** Begin Input material **

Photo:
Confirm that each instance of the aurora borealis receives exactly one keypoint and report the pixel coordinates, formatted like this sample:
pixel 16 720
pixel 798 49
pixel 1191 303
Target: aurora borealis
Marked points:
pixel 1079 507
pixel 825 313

** End Input material **
** Begin Input material **

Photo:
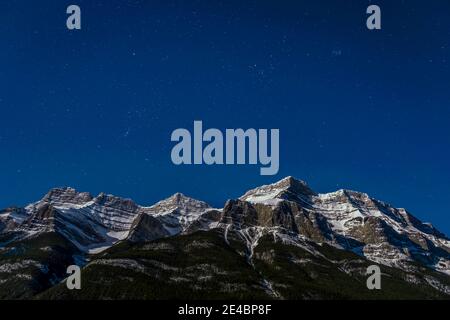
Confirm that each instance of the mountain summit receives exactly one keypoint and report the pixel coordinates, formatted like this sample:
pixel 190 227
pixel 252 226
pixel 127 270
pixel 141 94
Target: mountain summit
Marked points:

** End Input material **

■ **What you are asked to do**
Collect every line in the entries above that contains the word "each".

■ **Answer to the task**
Confirm that each instance of the aurora borealis receives exactly one keypoint and report the pixel coordinates, formatted like this sample:
Confirm that each instance of the mountain summit receives exactly one keypoint and report the pixel coordinates, formatted like this sample:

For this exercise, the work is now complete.